→ **TO DO**
Pick out every line in the material below that contains the string "arch", and copy each one. Case counts.

----------------

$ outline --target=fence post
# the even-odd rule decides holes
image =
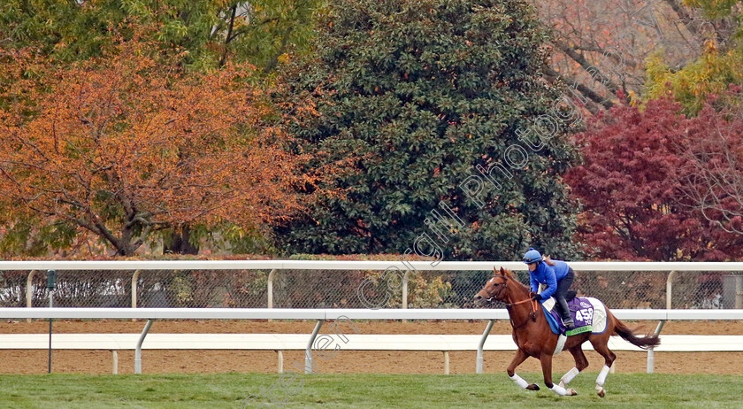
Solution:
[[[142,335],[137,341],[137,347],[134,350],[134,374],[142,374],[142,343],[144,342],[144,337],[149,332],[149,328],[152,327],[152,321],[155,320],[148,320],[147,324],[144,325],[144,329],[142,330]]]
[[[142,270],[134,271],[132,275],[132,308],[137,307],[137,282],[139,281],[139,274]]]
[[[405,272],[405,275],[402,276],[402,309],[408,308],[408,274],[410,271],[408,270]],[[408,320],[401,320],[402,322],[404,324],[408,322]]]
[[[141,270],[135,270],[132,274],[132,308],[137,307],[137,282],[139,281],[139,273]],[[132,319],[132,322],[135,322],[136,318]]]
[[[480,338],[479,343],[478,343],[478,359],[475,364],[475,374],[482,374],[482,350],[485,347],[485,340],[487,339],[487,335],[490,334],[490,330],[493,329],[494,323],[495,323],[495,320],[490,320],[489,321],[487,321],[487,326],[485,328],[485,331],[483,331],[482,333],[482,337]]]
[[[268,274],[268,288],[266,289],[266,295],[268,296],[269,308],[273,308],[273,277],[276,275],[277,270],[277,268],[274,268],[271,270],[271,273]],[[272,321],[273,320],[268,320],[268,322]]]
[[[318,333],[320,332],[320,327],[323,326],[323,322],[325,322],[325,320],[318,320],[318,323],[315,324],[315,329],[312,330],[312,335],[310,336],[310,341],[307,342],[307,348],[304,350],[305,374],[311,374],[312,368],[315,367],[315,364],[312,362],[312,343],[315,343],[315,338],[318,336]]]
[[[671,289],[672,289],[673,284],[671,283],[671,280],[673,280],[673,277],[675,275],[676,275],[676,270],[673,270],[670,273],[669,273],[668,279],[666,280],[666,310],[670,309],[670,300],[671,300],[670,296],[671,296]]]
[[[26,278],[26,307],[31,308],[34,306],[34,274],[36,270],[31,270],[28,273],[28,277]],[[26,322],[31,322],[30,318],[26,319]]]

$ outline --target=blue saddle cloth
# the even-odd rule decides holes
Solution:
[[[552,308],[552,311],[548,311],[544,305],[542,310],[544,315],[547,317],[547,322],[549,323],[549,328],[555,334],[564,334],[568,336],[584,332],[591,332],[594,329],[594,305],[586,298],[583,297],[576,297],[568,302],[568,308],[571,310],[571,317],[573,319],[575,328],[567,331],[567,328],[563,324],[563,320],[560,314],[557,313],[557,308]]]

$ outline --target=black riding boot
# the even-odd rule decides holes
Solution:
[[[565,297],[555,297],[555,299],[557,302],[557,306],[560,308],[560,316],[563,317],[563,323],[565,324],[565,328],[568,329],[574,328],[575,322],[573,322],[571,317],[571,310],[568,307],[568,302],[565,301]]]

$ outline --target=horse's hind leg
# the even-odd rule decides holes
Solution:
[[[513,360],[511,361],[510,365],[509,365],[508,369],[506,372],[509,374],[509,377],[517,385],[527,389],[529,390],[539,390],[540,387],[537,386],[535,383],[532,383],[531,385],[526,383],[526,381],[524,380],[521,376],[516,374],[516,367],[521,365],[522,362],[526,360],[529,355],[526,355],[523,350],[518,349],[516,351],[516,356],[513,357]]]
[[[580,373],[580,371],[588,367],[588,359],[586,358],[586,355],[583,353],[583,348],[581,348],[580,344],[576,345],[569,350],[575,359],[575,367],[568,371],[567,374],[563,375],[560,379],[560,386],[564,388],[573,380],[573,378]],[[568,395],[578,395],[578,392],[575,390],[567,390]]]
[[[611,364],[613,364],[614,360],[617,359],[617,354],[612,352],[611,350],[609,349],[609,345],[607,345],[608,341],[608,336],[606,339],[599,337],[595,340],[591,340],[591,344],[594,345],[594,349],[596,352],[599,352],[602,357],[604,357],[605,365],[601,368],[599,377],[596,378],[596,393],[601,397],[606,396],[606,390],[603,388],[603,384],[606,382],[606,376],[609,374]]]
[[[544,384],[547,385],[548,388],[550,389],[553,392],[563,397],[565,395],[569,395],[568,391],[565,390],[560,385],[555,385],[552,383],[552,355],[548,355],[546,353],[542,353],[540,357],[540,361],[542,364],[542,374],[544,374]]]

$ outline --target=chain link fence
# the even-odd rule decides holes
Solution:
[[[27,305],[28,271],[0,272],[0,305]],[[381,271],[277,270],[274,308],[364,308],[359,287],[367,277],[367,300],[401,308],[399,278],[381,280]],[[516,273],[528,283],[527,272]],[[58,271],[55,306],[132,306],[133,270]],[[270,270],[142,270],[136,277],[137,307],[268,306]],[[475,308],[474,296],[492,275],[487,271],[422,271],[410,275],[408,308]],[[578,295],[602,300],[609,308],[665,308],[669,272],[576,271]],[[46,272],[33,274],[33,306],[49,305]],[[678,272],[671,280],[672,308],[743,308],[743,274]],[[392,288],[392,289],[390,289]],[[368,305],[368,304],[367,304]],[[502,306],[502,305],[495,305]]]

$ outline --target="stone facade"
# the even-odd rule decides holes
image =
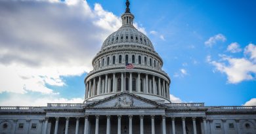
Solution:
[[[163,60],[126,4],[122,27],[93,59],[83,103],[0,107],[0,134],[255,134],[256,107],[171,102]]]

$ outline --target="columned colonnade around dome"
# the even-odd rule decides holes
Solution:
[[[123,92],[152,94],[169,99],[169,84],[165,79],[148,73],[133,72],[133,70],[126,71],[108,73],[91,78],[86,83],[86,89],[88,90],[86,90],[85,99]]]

----------------

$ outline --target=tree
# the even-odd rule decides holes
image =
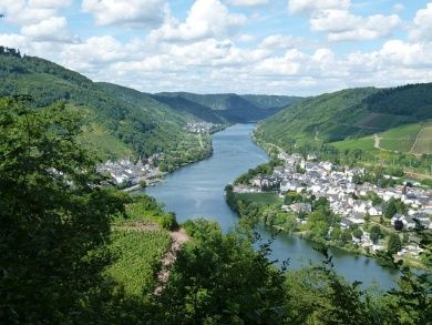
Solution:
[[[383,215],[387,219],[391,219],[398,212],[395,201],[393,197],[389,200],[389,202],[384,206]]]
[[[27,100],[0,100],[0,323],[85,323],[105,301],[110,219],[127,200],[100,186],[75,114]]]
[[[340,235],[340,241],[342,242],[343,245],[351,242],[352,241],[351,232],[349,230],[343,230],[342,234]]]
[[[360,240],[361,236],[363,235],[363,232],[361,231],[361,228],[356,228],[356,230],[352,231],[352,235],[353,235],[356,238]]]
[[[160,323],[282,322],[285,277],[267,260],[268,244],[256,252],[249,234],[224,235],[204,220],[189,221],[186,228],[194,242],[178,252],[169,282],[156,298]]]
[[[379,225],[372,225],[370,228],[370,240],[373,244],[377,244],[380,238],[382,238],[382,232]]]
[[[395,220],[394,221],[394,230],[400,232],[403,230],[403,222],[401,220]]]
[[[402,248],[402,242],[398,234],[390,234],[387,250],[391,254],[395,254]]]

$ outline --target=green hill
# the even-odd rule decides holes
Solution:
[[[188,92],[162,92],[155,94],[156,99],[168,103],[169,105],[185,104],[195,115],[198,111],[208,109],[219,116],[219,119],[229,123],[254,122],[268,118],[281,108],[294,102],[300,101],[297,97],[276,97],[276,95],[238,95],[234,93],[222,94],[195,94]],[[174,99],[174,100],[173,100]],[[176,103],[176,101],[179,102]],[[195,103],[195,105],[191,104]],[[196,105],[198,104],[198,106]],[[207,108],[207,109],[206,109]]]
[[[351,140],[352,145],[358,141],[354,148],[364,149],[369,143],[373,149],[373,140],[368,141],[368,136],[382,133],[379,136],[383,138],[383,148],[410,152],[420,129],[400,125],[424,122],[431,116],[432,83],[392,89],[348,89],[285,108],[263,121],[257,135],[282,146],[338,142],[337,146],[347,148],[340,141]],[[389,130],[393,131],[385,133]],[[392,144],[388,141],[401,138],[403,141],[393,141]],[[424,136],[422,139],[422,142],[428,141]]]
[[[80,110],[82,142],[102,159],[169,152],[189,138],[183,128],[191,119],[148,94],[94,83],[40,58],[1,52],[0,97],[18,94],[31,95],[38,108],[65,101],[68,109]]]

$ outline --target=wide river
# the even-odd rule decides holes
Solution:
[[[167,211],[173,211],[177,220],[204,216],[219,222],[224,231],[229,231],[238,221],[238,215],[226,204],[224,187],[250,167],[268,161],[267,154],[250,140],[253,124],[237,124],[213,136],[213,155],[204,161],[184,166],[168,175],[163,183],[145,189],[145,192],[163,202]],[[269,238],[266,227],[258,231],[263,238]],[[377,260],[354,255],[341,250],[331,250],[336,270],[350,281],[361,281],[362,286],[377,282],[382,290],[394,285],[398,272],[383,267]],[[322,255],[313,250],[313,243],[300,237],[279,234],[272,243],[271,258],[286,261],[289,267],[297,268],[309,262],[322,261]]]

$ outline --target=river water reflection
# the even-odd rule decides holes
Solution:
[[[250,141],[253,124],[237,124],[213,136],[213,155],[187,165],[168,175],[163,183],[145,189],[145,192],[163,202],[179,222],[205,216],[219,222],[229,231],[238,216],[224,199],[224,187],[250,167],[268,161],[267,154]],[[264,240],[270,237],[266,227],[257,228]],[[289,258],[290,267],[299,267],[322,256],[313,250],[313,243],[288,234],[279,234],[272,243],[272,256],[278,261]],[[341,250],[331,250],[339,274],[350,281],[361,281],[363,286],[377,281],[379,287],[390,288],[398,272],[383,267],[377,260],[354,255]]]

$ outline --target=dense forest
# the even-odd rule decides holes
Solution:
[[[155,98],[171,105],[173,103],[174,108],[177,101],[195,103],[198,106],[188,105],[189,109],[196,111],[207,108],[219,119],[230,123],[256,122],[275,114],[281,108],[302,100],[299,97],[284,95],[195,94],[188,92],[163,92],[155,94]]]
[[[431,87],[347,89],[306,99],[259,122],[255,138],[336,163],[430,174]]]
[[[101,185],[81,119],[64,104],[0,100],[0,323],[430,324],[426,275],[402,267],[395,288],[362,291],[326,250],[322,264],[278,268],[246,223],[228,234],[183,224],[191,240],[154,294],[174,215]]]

----------------

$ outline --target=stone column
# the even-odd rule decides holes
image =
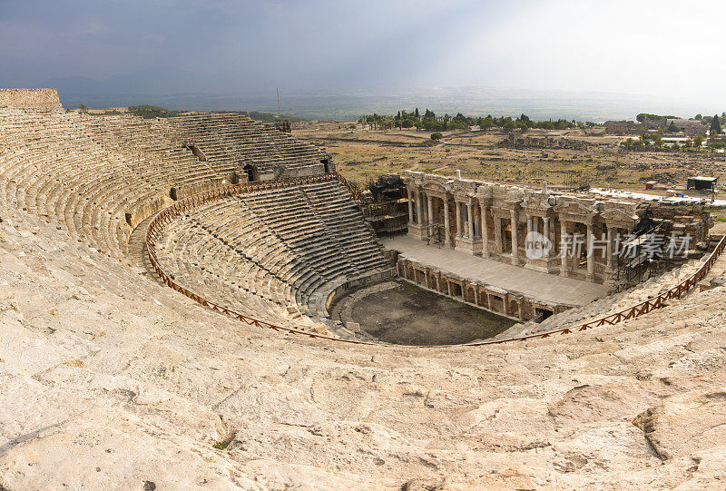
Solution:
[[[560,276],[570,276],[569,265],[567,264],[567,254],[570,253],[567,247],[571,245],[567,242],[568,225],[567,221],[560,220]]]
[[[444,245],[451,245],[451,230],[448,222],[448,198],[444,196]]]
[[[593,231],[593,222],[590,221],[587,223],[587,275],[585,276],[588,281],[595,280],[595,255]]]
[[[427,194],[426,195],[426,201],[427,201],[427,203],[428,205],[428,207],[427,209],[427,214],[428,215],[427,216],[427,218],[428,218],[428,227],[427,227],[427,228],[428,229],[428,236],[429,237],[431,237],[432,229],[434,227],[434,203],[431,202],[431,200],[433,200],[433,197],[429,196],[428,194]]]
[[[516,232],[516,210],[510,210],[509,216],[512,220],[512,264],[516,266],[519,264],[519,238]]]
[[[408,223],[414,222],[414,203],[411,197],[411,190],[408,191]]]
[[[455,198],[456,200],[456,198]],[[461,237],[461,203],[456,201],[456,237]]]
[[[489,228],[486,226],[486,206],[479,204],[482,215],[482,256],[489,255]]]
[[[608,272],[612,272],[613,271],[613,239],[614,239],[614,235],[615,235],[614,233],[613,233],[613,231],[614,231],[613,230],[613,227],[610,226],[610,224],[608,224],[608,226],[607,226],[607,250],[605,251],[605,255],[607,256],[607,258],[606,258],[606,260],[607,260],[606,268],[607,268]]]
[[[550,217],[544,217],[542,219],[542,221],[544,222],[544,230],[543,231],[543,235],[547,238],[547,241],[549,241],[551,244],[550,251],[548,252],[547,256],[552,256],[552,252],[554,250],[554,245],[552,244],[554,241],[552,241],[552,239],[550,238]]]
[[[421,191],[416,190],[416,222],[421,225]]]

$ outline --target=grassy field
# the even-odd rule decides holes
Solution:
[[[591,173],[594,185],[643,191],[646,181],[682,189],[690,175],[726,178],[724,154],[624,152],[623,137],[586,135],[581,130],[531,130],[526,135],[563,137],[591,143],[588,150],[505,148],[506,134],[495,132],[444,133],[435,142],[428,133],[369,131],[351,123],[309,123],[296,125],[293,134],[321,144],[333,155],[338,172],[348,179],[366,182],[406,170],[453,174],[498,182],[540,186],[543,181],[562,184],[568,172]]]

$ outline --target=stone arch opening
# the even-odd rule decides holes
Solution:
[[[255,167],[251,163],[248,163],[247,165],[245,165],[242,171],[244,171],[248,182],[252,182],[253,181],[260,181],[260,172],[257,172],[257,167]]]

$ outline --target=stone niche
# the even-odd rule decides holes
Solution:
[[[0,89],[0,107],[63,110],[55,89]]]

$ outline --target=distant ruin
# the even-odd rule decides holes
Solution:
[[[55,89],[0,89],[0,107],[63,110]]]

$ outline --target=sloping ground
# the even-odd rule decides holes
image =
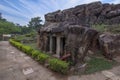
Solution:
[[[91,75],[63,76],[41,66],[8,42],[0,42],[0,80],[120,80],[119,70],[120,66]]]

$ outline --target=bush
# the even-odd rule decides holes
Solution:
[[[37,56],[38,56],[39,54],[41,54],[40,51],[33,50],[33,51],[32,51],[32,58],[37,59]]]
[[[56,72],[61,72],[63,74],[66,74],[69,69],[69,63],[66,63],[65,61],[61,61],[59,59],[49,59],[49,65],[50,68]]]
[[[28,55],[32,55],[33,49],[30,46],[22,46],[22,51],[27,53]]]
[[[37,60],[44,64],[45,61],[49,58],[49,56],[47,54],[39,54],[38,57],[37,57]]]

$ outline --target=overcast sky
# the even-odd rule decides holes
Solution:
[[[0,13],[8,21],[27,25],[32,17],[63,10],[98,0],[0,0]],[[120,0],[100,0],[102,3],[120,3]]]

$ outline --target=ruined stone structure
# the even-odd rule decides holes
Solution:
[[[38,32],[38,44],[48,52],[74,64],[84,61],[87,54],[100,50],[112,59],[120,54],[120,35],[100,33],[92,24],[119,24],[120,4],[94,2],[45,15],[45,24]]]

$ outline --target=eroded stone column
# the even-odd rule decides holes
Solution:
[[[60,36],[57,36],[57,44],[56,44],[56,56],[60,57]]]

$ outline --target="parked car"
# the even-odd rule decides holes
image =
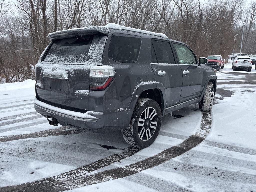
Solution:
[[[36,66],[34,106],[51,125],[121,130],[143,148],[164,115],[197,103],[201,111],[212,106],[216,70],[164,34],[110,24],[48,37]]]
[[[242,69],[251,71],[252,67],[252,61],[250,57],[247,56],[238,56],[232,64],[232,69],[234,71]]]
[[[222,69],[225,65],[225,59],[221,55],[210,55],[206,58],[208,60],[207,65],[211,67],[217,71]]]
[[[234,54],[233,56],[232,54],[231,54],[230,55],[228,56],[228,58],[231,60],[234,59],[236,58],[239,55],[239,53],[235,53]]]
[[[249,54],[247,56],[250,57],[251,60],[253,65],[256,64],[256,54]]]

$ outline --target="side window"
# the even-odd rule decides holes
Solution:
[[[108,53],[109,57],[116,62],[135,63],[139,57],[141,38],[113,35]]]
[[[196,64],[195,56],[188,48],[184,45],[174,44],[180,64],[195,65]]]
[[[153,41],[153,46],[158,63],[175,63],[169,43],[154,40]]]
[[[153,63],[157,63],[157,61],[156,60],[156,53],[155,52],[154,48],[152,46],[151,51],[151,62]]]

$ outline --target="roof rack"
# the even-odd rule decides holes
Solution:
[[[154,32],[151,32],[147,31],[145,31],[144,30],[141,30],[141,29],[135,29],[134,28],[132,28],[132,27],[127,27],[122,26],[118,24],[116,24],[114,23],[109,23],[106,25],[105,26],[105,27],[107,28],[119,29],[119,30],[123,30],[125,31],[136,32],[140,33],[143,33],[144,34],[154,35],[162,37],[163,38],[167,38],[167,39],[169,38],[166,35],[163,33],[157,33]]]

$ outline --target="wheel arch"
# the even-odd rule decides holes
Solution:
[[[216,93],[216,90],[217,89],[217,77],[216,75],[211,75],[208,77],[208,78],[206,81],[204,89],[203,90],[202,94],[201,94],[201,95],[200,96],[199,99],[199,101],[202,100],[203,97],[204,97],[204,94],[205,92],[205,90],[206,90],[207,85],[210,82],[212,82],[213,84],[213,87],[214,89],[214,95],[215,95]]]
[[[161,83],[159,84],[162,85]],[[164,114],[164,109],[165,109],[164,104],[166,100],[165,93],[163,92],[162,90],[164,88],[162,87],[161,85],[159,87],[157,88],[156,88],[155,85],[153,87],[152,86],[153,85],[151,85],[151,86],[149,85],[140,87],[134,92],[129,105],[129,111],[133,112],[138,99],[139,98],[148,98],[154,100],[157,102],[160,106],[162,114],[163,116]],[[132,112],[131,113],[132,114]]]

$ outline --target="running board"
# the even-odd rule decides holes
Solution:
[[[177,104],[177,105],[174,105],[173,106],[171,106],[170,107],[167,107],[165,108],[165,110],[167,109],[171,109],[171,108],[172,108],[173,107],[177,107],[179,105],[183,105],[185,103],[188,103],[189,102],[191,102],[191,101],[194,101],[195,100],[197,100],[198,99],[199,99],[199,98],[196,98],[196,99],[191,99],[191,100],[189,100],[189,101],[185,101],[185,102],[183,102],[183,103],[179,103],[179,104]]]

----------------

→ **EXERCISE OUTPUT**
$ outline --target=stone arch opening
$ outline --target="wheel arch"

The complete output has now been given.